EXERCISE DIRECTIONS: Copy out all of the data below verbatim, reproducing each line without any change.

-------

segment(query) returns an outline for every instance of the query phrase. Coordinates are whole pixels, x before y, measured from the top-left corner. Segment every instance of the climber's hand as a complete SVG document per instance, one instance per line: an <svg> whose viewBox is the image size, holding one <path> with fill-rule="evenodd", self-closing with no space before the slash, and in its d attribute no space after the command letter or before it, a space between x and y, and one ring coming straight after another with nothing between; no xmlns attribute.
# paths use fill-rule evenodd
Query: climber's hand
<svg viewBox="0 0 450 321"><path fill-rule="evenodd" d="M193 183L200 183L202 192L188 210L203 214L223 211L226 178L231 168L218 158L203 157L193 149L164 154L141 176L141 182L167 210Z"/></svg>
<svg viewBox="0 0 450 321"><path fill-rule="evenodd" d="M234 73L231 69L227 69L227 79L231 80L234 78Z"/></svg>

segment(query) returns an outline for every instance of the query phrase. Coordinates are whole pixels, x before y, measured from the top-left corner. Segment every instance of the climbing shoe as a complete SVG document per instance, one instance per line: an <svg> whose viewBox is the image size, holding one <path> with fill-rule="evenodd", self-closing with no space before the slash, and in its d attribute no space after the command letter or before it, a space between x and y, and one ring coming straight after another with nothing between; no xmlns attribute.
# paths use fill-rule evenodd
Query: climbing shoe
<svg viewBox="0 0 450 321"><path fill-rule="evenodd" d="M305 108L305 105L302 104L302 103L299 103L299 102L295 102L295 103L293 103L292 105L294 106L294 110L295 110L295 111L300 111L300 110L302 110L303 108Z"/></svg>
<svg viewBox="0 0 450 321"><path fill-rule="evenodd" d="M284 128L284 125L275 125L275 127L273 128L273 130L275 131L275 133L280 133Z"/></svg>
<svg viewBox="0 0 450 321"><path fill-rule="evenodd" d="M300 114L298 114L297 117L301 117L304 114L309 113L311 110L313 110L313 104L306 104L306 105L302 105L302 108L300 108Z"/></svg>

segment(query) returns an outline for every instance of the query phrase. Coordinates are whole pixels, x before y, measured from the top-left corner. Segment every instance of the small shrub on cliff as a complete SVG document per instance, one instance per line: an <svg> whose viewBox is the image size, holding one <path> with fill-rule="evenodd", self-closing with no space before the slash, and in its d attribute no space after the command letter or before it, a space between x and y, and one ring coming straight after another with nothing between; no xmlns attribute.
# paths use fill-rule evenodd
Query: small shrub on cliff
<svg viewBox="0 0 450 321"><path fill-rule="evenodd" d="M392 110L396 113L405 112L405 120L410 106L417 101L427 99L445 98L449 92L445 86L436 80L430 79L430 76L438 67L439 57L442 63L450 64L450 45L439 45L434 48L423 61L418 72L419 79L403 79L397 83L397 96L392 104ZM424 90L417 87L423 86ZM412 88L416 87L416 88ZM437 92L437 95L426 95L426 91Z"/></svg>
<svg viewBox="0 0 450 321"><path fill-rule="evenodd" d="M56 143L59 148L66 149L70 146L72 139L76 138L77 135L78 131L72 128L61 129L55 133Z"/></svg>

-------

WRITTEN ANSWER:
segment(query) returns an outline for every instance of the query phrase. Coordinates are whole pixels, x before y, measured from the top-left corner. Segment every instance of the climber's hand as a complete SVG document per instance, one instance per line: an <svg> whose viewBox is the image size, holding one <path> with fill-rule="evenodd", self-closing with no space before the slash, and in its d attribute no space after the command letter or before it, a space between x and y, and one ring coming straight after another with nothing between; no xmlns attribute.
# paths use fill-rule evenodd
Query: climber's hand
<svg viewBox="0 0 450 321"><path fill-rule="evenodd" d="M193 183L200 183L202 192L188 210L203 214L223 211L226 178L231 168L218 158L203 157L193 149L164 154L141 176L141 182L167 210Z"/></svg>
<svg viewBox="0 0 450 321"><path fill-rule="evenodd" d="M234 73L231 69L227 69L227 79L231 80L234 78Z"/></svg>

segment(query) returns an outline for every instance of the query phrase. Coordinates are whole pixels, x before y, measured from the top-left corner. Segment every instance of the climbing shoe as a complete SVG document per instance, one instance per line: an <svg> whose viewBox is the image size, holding one <path> with fill-rule="evenodd", self-closing with no space before the slash, and in its d attribute no space after the command letter or before it, a space between x and y, and one ring coming straight after another with nothing between; no xmlns attribute.
# paths use fill-rule evenodd
Query: climbing shoe
<svg viewBox="0 0 450 321"><path fill-rule="evenodd" d="M305 108L305 105L302 104L302 103L299 103L299 102L295 102L295 103L293 103L292 105L294 106L294 110L295 110L295 111L300 111L300 110L302 110L303 108Z"/></svg>
<svg viewBox="0 0 450 321"><path fill-rule="evenodd" d="M284 128L284 125L275 125L275 127L273 128L273 130L275 131L275 133L280 133Z"/></svg>
<svg viewBox="0 0 450 321"><path fill-rule="evenodd" d="M300 114L298 114L297 117L301 117L304 114L309 113L311 110L313 110L313 104L306 104L306 105L302 105L302 108L300 108Z"/></svg>

segment(query) returns an outline for every instance of the query phrase. Coordinates are whole pixels, x before y, measured from the top-left corner. Segment every instance of the small shrub on cliff as a complete SVG document per instance, one instance per line: an <svg> whose viewBox is the image size, holding one <path> with fill-rule="evenodd", self-closing with no space before the slash, and in its d attribute no space after the command letter or before it, a space between x and y, and one ring coming straight after another with nothing between; no xmlns attribute.
# paths use fill-rule evenodd
Query: small shrub on cliff
<svg viewBox="0 0 450 321"><path fill-rule="evenodd" d="M392 110L396 113L405 112L405 120L410 106L417 101L427 99L445 98L449 92L445 86L436 80L430 79L430 76L438 67L439 57L442 63L450 64L450 45L439 45L434 48L423 61L418 72L419 79L403 79L397 83L397 96L392 104ZM424 90L417 87L423 86ZM412 88L416 87L416 88ZM437 92L437 95L426 95L426 91Z"/></svg>
<svg viewBox="0 0 450 321"><path fill-rule="evenodd" d="M56 143L59 148L66 149L70 146L72 139L76 138L77 135L78 131L72 128L61 129L55 133Z"/></svg>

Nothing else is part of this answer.